→ EXTRAIT:
┌────────

Journal de bord depuis un vaisseau en détresse
Passager d’un vaisseau en détresse perclus d’avaries de toute parts, voici mes notes au fil de l’eau…
Le syndrome de la grenouille
« Si l’on plonge subitement une grenouille dans de l’eau chaude, elle s’échappe d’un bond. Alors que si on la plonge dans l’eau froide et qu’on porte très progressivement l’eau à ébullition, la grenouille s’engourdit ou s’habitue à la température pour finir ébouillantée”. (1).
Cette fable a fait les beaux jours des « chaînes épistolaires », puis du faxlore, du xeroxlore (2), des rumeurs par mails, des légendes urbaines, des réseaux sociaux…
L’absence de réactions efficaces, soit démocratiques, soit policières, face aux désordres violents engendrés depuis plusieurs années par des mouvements protestataires semblent correspondre à ce narratif. La grand majorité des Français, en effet, font le gros dos, attendre de voir passer l’orage pour continuer à se faire enfler en paix. Moi y compris. Je ne suis pas John Rambo.
Ce jeu pourri, bien verrouillé, amené progressivement depuis 1968, évoque aussi, irrésistiblement, la théorie (controversée) du « capitalisme du désastre » décrit par Naomi Klein dans « La stratégie du choc » (3). Un cataclysme majeur (naturel, sociétal, économique…) laisse derrière lui des ruines à reconstruire en faisant « table rase » du passé. Avec de nouvelles règles inacceptables auparavant.

└────────

→ DONNÉES FOURNIES:
┌────────

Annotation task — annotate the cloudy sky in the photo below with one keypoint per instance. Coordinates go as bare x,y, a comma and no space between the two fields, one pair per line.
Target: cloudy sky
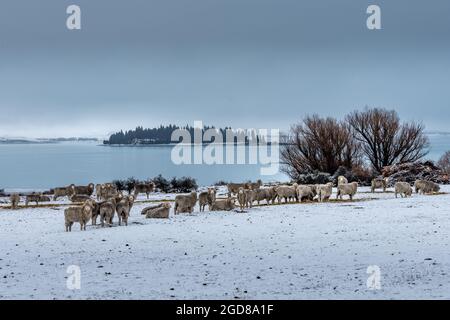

└────────

→ CONSIGNE: Dans l'extrait sur le syndrome de la grenouille, renvoie mot pour mot le passage qui commence aux mots « Ce jeu pourri, bien » et s'arrête après « règles inacceptables auparavant. ».

→ RÉPONSE:
Ce jeu pourri, bien verrouillé, amené progressivement depuis 1968, évoque aussi, irrésistiblement, la théorie (controversée) du « capitalisme du désastre » décrit par Naomi Klein dans « La stratégie du choc » (3). Un cataclysme majeur (naturel, sociétal, économique…) laisse derrière lui des ruines à reconstruire en faisant « table rase » du passé. Avec de nouvelles règles inacceptables auparavant.